__TASK TO COMPLETE__: Give the records from the line with "One point marks each instance of the man's face." up to and including the final line as a JSON list of strings, one string per line, skipping blank lines and leaving out the pictures.

__EXERCISE MATERIALS__:

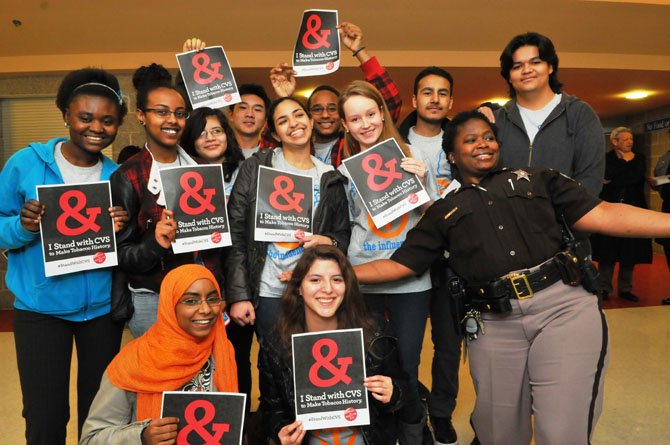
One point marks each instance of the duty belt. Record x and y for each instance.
(518, 285)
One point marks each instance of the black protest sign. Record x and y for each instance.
(284, 204)
(76, 228)
(387, 191)
(208, 78)
(317, 49)
(206, 417)
(195, 194)
(328, 372)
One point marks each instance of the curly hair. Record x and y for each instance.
(352, 313)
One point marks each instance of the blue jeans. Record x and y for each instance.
(146, 312)
(407, 314)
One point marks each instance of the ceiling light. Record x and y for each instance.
(499, 100)
(306, 93)
(636, 94)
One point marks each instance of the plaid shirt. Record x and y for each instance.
(379, 77)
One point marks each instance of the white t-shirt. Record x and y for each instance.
(436, 158)
(534, 119)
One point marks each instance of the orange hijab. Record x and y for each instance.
(165, 358)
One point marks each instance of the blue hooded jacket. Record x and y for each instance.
(76, 296)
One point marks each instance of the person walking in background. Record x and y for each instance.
(624, 182)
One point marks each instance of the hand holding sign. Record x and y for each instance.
(283, 80)
(380, 386)
(351, 35)
(416, 167)
(120, 217)
(193, 44)
(166, 229)
(163, 430)
(317, 48)
(292, 434)
(31, 215)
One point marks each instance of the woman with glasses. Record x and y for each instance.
(144, 246)
(185, 350)
(209, 136)
(52, 313)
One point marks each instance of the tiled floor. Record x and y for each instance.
(637, 391)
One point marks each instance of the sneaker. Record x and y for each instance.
(445, 434)
(629, 296)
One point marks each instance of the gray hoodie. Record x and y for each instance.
(570, 140)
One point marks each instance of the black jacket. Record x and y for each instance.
(277, 399)
(144, 260)
(244, 260)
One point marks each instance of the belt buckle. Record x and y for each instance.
(517, 280)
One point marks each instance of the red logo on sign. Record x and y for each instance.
(283, 188)
(191, 192)
(372, 166)
(350, 414)
(200, 62)
(314, 32)
(86, 222)
(338, 374)
(198, 425)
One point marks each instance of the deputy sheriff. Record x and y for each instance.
(542, 342)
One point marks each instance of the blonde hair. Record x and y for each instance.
(361, 88)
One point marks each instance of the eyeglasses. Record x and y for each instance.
(195, 302)
(214, 132)
(318, 109)
(164, 112)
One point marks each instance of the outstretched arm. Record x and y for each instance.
(351, 36)
(381, 271)
(624, 220)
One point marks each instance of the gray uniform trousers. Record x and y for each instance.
(547, 358)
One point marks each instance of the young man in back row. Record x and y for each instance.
(424, 129)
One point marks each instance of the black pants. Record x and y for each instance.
(446, 337)
(44, 355)
(241, 337)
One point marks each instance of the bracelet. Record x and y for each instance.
(355, 53)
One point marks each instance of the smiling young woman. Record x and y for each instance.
(145, 251)
(51, 312)
(323, 294)
(367, 121)
(185, 350)
(253, 268)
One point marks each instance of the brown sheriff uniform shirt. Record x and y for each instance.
(510, 221)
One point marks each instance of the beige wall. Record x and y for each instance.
(13, 86)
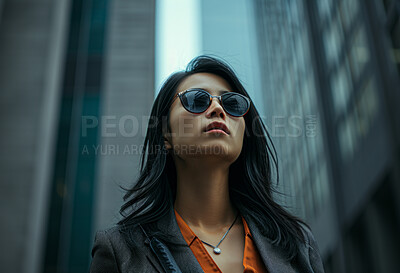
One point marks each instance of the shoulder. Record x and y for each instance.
(311, 251)
(110, 250)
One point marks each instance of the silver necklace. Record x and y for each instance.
(217, 250)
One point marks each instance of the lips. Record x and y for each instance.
(217, 125)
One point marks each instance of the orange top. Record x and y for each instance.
(252, 261)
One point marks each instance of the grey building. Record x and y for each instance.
(356, 45)
(77, 83)
(338, 60)
(294, 116)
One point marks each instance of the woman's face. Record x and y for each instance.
(189, 138)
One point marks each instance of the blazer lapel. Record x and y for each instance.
(183, 256)
(271, 255)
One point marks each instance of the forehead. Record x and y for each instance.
(212, 83)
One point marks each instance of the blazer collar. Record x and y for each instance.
(184, 257)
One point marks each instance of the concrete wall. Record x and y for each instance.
(32, 41)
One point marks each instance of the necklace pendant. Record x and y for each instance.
(217, 250)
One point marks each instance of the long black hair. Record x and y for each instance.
(250, 176)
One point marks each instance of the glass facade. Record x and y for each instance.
(291, 98)
(69, 228)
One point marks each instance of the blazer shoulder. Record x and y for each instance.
(103, 252)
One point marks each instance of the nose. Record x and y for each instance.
(215, 109)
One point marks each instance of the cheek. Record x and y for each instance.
(183, 125)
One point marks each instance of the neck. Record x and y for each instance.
(202, 197)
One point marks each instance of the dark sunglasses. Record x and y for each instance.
(198, 100)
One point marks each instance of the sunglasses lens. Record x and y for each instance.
(195, 101)
(235, 104)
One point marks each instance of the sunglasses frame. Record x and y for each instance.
(180, 94)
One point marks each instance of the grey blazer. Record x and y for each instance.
(110, 253)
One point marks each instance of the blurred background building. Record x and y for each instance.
(77, 81)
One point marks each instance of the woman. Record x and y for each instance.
(203, 201)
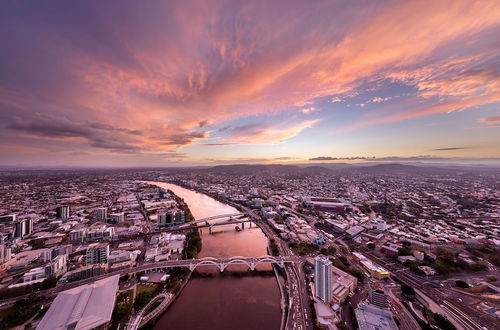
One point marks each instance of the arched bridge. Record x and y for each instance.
(215, 217)
(194, 224)
(220, 263)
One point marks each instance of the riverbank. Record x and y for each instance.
(236, 298)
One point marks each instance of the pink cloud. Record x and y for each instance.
(191, 62)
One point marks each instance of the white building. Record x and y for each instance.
(62, 212)
(97, 253)
(323, 278)
(23, 227)
(118, 217)
(101, 213)
(85, 307)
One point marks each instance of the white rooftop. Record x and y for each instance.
(84, 307)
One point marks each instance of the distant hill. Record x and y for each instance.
(261, 169)
(400, 169)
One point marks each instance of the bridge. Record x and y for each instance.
(221, 263)
(141, 319)
(206, 220)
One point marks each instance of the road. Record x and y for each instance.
(299, 313)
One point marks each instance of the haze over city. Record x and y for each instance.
(175, 83)
(221, 165)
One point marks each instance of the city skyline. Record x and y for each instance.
(195, 83)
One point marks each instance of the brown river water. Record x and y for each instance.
(235, 299)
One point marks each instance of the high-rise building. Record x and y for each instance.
(9, 218)
(379, 299)
(323, 278)
(97, 253)
(170, 218)
(56, 251)
(23, 227)
(62, 212)
(101, 213)
(118, 217)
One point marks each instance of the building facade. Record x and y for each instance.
(323, 278)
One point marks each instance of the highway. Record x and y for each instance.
(461, 316)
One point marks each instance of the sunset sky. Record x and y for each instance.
(170, 83)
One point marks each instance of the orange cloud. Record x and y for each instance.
(262, 133)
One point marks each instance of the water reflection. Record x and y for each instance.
(228, 300)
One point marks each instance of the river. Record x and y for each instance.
(228, 300)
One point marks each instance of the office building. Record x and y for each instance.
(117, 217)
(342, 284)
(101, 213)
(377, 295)
(9, 218)
(88, 306)
(62, 212)
(374, 270)
(52, 253)
(97, 253)
(170, 218)
(323, 278)
(371, 317)
(57, 267)
(23, 227)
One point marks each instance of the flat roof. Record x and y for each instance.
(371, 317)
(84, 307)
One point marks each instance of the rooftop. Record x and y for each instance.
(84, 307)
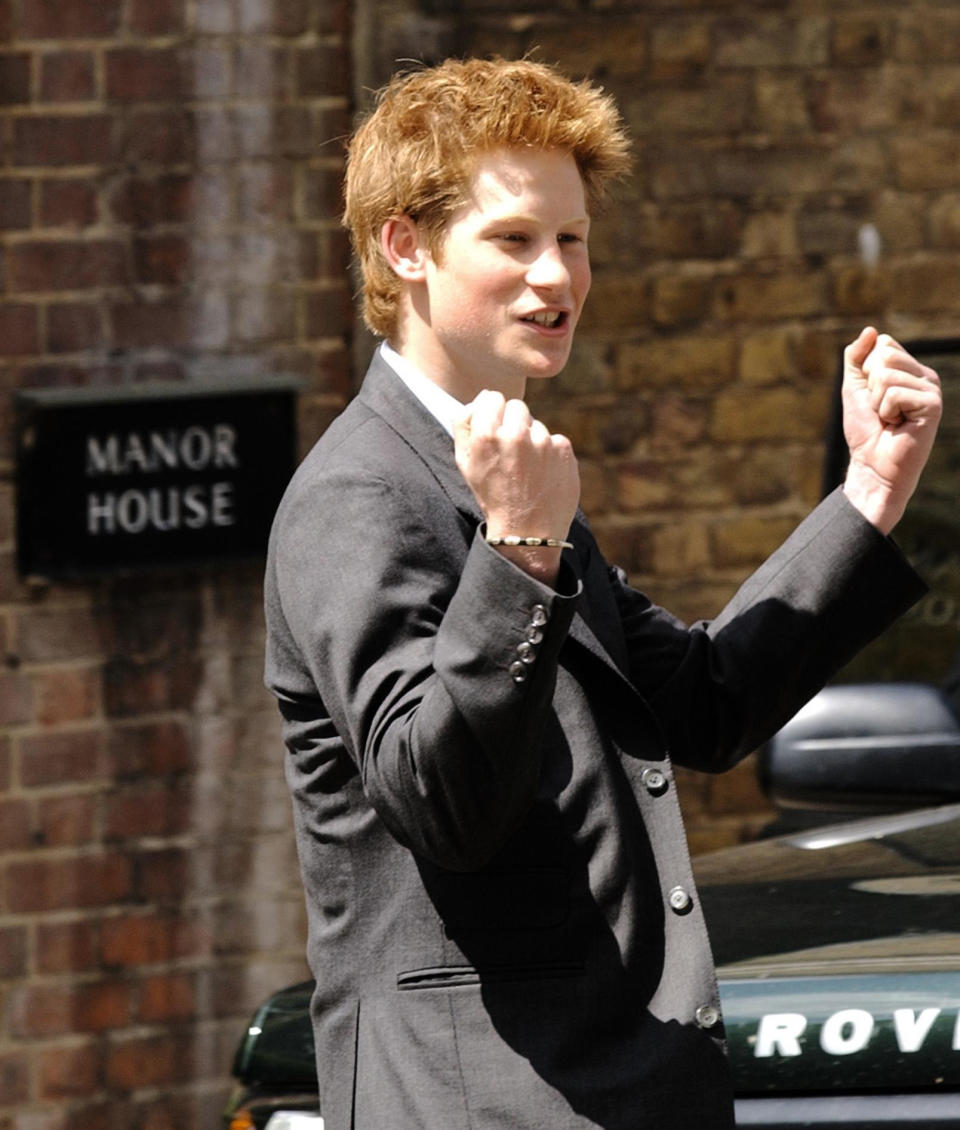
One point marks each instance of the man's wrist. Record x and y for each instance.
(879, 504)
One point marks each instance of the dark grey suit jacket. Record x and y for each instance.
(503, 921)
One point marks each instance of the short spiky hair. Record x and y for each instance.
(412, 155)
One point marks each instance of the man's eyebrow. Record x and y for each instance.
(530, 218)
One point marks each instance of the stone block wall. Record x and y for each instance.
(168, 189)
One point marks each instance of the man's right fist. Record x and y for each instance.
(525, 480)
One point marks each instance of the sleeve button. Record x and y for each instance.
(706, 1016)
(680, 902)
(654, 782)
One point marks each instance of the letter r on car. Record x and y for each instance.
(778, 1034)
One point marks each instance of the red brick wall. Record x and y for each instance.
(167, 211)
(770, 139)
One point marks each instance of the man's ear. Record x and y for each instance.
(403, 248)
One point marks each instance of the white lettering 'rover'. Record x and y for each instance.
(845, 1032)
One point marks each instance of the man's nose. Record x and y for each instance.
(548, 269)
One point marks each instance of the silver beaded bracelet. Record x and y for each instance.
(541, 542)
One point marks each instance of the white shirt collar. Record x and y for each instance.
(438, 402)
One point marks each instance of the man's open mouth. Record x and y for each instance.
(550, 319)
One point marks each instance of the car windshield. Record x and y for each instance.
(864, 897)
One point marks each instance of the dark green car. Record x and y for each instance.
(838, 944)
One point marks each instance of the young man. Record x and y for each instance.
(503, 921)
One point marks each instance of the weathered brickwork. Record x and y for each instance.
(168, 193)
(796, 177)
(167, 211)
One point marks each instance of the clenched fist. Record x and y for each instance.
(525, 479)
(891, 410)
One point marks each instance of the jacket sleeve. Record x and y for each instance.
(434, 658)
(721, 688)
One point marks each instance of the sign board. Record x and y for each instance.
(124, 480)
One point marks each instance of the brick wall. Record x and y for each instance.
(778, 145)
(168, 180)
(167, 213)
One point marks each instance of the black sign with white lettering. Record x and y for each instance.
(120, 481)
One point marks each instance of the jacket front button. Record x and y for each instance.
(680, 902)
(706, 1016)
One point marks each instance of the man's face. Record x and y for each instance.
(504, 295)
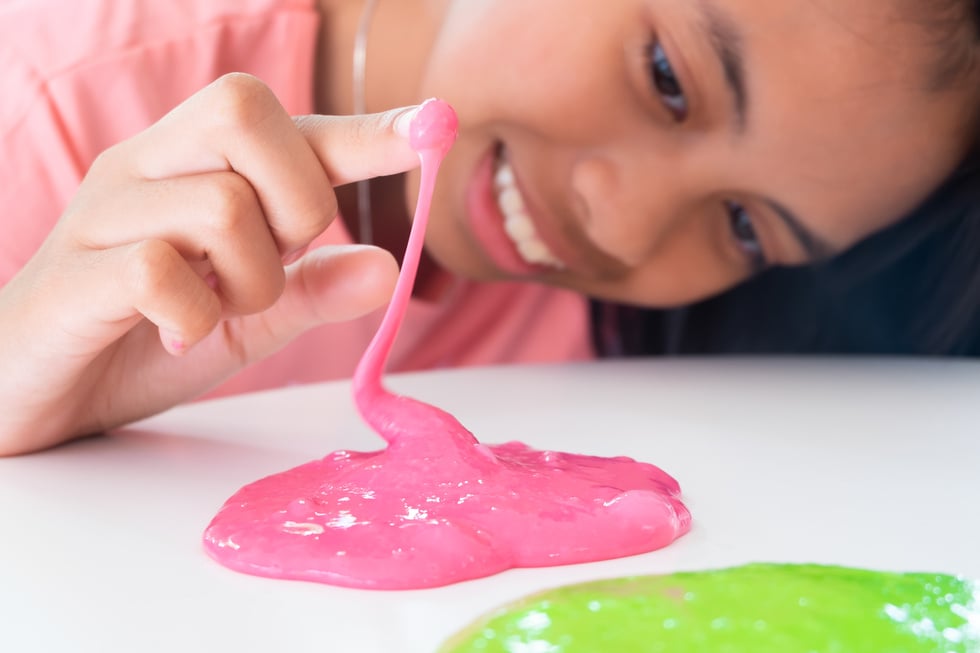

__ANSWER IN FULL__:
[
  "One point marks each instance of the man's face. Record x and y for each instance.",
  "(504, 295)"
]